- _DOCUMENT PASSAGE_:
Interpol uncovers €1.5m face masks fraud traced to Nigeria

The International Criminal Police Organisation has said it uncovered a €1.5m face masks scam involving Germany, Ireland and the Netherlands with a portion of the money wired to Nigeria.

According to a statement by Interpol Secretary General, Jürgen Stock, compromised emails were used in the “highly sophisticated fraud”.

The global shortage of face masks amid the coronavirus pandemic had made the German authorities to vigorously seek to procure the essential personal protective equipment.

It started in mid-March when German health authorities contracted two sales companies in Zurich and Hamburg to procure EUR 15 million worth of face masks.

They later got an email from one of the contacted companies, explaining that their request cannot be met, unfortunately.

But in the mail, the contacted company referred the German health authorities to a company in Spain selling face masks, posting the URL of the company’s site in the body of the mail.

But unknown to prospective buyers, the site was fake and their legitimate email addresses had been compromised.

The Interpol explained that the newly contacted Spanish company, through a chain of emails, initially claimed to have 10 million masks, only for the delivery to fall through.

“As a consolation, they then referred the buyers to a ‘trusted’ dealer in Ireland. The Irish middleman promised to put them in touch with a different supplier, this time in the Netherlands.

- _GIVEN INFORMATION_:

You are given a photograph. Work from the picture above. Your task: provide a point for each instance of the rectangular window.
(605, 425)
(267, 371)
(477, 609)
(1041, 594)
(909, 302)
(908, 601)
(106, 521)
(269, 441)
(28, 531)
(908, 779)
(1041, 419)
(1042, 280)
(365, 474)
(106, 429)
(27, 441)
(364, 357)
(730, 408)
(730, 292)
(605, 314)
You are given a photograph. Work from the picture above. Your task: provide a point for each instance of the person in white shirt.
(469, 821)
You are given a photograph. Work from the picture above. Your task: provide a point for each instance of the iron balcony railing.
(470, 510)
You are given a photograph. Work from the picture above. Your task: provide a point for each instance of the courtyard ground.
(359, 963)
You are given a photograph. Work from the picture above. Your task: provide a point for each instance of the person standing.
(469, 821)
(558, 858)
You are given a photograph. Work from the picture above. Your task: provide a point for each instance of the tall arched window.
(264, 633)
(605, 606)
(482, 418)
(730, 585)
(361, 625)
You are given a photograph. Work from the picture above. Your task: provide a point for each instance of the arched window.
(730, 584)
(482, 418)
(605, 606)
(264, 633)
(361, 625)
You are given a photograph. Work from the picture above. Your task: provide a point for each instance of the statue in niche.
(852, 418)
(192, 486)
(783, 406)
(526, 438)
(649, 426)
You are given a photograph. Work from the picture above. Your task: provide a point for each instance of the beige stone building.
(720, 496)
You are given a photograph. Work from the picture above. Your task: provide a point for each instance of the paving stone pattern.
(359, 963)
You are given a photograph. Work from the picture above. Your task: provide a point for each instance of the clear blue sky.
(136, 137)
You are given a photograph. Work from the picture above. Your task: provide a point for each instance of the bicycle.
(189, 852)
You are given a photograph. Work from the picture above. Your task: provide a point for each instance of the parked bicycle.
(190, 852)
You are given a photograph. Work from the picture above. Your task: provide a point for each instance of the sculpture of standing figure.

- _TASKS TO COMPLETE_:
[a] Using the face masks fraud article, say whether each statement agrees with it, answering yes or no and quoting the deciding words: (i) German health authorities contracted sales companies in Zurich and Hamburg; (ii) the website of the Spanish company was genuine; (iii) the Irish middleman promised to connect the buyers with a supplier in Belgium.
[b] Duplicate the face masks fraud article word for word, starting at "But in the mail, the" and ending at "to fall through.".
[c] Summarize the face masks fraud article in two sentences.

- _OUTPUTS FOR THE TASKS_:
[a]
(i) Yes: "German health authorities contracted two sales companies in Zurich and Hamburg"
(ii) No: "the site was fake"
(iii) No: "a different supplier, this time in the Netherlands"

[b]
But in the mail, the contacted company referred the German health authorities to a company in Spain selling face masks, posting the URL of the company’s site in the body of the mail.

But unknown to prospective buyers, the site was fake and their legitimate email addresses had been compromised.

The Interpol explained that the newly contacted Spanish company, through a chain of emails, initially claimed to have 10 million masks, only for the delivery to fall through.

[c] Interpol says it uncovered a face masks scam involving Germany, Ireland and the Netherlands, with part of the money wired to Nigeria, and that the fraud used compromised emails. A company contacted by German health authorities said it could not meet their request and referred them to a Spanish company whose site was fake; that company's promised delivery fell through, and the buyers were then referred to a dealer in Ireland who promised a supplier in the Netherlands.